*JOB 1*.
Answer these questions about the passage on the Council of Nicaea.
(a) From which nearby city could Constantine keep an eye on the bishops at Nicaea?
(b) What number of bishops do Ambrose of Milan and Hilary of Poitier report?
(c) What did Constantine put at the disposal of the bishops?
*JOB 2*. In the passage on the Council of Nicaea, take the part that opens with the words containing "Constantine himself was" and closes with "promulgated their decisions.", and swap "promulgated" for "proclaimed".
*JOB 3*. Name every person the passage on the Council of Nicaea mentions by name.

*READING PASSAGE*.
________________________

Arianism had particularly divided the Church there. But this would make it
difficult for himself to attend, and besides it might be good for other bishops
to attend, those not necessarily involved in the controversy. Hence Nicaea
in Bithynia was finally selected; it was close to the sea making it easier
for more bishops to attend, he had there a large palace compound, both to
house the bishops and with a great hall in which they could assemble, and
he could keep an eye on them from nearby Nicomedia.
Constantine himself was strongly influenced by certain Arian bishops, particularly
by Bishop Eusebius of the capitol city of Nicomedia, and if he did not actually
have Arian leanings himself, he had been informed by them that a council of
the Church would show that the teaching of Arius was correct. It would be
to Constantine's credit that when the bishops in council voted the opposite
way, condemned Arianism and overwhelmingly affirmed the traditional doctrine,
that he got behind them 100% and promulgated their decisions.
The Council Called
He announced the council (a command-performance for important bishops) by
the imperial post, heretofore reserved for civil administration and urgent
military matters. Of course the bishops wanted to settle matters too; the
heresy and schism were tearing the Church apart, but Constantine's calling
for a general council and the manner in which the council was conducted shows
us to what great extent there was almost a union between church and state.
Constantine put the imperial transportation system at the disposal of the
bishops. This meant they could travel on his boats free, that they could go
by cart or wagon, horse, whatever means the Empire had to offer, all under
the protection of the Roman army (travel was not only difficult, but brigands
made it dangerous). Constantine housed the bishops, fed them and provided
his own palace as a place to meet.
The Council Assembled 300 bishops were present (Ambrose of Milan and Hilary
of Poitier report 318, but this may be a symbolic number representing the
318 servants of Abraham, Gen 14:14) most of them from the East. Not a few
of the bishops attending were maimed or their predecessors had been killed
by the very soldiery which now guarded them; they winced as they paraded into
the council chamber, the soldiers with their swords and shining armor now
forming an honor guard on either side of their procession. There is no doubt
but what the bishops had every freedom of discussion and vote (at this council
at least) because that was the rule of the Roman senate after which a council
is patterned, and yet to these bishops at least so shortly out of persecution,
the soldiers who stood guard inside the chamber, both to assure good order
and prevent any intrusion from outside, must have been a symbol of imperial
power and influence, formerly unleashed against them.

________________________

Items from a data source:
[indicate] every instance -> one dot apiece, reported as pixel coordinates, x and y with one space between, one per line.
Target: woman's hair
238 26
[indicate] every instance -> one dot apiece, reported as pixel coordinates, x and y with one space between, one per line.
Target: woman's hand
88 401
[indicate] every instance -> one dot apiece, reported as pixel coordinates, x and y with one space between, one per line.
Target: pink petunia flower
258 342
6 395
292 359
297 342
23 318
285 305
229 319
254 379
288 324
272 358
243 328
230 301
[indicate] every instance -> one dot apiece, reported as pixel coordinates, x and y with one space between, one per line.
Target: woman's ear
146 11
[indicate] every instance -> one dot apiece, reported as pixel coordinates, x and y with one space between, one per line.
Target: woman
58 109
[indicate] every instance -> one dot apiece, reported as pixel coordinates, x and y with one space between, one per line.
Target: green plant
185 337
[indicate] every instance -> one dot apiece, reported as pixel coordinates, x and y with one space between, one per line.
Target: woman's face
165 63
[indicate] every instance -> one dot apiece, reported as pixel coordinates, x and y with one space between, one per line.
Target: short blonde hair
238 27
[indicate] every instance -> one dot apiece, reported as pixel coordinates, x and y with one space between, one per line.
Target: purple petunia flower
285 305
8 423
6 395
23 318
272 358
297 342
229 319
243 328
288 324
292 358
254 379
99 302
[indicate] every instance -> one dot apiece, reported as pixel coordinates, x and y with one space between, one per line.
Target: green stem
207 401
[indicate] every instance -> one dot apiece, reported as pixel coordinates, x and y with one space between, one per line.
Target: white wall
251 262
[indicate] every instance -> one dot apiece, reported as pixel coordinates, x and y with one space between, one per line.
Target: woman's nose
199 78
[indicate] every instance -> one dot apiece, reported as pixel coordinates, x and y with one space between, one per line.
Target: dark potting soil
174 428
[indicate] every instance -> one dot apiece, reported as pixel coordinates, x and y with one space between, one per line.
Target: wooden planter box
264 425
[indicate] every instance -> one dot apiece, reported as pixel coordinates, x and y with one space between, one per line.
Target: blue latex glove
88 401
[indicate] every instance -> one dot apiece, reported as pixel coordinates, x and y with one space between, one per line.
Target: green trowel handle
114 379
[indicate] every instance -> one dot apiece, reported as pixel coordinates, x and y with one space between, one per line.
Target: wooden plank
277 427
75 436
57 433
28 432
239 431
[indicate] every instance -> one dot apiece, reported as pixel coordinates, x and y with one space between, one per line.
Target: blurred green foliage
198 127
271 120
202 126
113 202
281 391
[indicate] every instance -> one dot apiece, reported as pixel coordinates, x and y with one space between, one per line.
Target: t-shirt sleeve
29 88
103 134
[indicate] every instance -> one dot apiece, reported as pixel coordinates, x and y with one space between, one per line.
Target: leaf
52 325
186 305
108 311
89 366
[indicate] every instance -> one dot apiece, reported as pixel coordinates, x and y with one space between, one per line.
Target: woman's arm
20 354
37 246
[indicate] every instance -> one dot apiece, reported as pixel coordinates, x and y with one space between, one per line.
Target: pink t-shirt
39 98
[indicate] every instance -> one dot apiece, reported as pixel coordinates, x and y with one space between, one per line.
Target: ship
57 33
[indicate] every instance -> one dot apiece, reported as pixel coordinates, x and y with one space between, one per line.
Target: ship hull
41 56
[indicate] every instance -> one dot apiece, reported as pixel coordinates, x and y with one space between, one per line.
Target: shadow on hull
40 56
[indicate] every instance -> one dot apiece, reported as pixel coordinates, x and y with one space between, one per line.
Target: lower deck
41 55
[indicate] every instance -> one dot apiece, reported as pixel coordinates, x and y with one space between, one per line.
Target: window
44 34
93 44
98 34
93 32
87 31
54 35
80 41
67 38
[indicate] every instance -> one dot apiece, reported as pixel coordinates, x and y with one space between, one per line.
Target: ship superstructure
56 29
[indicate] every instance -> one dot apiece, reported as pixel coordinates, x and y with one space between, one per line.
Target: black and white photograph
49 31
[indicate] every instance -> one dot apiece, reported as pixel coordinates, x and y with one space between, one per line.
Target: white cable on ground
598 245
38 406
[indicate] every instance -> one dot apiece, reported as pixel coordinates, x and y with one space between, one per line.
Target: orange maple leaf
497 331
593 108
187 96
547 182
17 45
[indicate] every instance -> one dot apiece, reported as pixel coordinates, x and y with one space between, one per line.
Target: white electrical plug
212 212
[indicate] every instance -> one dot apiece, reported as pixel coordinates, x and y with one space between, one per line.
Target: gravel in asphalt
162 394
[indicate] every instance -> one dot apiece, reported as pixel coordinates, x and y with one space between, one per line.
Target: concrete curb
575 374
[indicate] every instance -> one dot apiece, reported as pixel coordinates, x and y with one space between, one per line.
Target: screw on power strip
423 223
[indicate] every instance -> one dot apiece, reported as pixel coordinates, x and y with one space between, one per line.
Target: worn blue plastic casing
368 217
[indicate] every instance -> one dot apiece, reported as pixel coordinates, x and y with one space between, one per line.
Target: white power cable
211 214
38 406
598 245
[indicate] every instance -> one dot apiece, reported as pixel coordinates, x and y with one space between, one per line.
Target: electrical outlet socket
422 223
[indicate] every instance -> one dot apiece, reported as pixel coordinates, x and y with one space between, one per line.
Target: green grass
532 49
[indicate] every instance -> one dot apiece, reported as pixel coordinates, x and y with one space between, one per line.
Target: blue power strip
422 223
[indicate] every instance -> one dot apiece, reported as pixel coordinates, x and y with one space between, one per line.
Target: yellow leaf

________________________

*EXERCISE RESULT 1*.
(a) Nicomedia
(b) 318
(c) The imperial transportation system

*EXERCISE RESULT 2*.
Constantine himself was strongly influenced by certain Arian bishops, particularly
by Bishop Eusebius of the capitol city of Nicomedia, and if he did not actually
have Arian leanings himself, he had been informed by them that a council of
the Church would show that the teaching of Arius was correct. It would be
to Constantine's credit that when the bishops in council voted the opposite
way, condemned Arianism and overwhelmingly affirmed the traditional doctrine,
that he got behind them 100% and proclaimed their decisions.

*EXERCISE RESULT 3*. Constantine, Eusebius, Arius, Ambrose of Milan, Hilary of Poitier, Abraham